What to do.
A – In the passage about the Laodicean church, which verses of Song of Solomon does Jesus ascribe to the bride?
B – Please print the part of the passage about the Laodicean church between "Song of Solomon 5:2 I" and "of the night.", inclusive.

This valiant Bridegroom comes to the people whom He has redeemed, and He is speaking here to the Laodicean church. He has said to the angel of the church, “You don’t even know how miserable, poor, blind, and naked you are; and I am going to spue you out, but I am standing at the door, and if any man will open the door, I will come to him, and will sup with him.” Jesus is ascribing to the bride, the Laodicean church, the picture of Song of Solomon 5:2-6. Revelation 3 says, “Behold, I stand at the door, and knock;” and here is now the picture that He got it from in Song of Solomon. He inspired these words to Solomon so that He could then appeal to His church in the last days:

Song of Solomon 5:2 I sleep, but my heart waketh: [it is] the voice of my beloved that knocketh, [saying], Open to me, my sister, my love, my dove, my undefiled: for my head is filled with dew, [and] my locks with the drops of the night.

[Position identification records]
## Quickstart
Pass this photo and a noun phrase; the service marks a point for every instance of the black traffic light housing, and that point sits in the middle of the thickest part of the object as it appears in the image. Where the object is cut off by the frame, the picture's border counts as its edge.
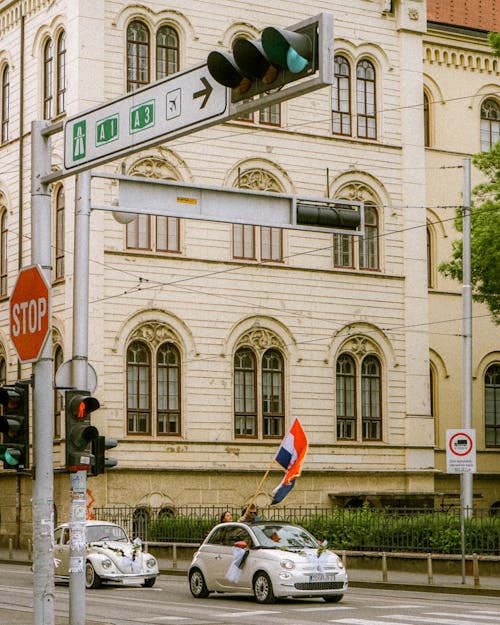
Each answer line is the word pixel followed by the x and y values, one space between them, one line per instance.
pixel 14 426
pixel 79 432
pixel 337 215
pixel 100 463
pixel 279 57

The answers.
A – Song of Solomon 5:2-6.

B –
Song of Solomon 5:2 I sleep, but my heart waketh: [it is] the voice of my beloved that knocketh, [saying], Open to me, my sister, my love, my dove, my undefiled: for my head is filled with dew, [and] my locks with the drops of the night.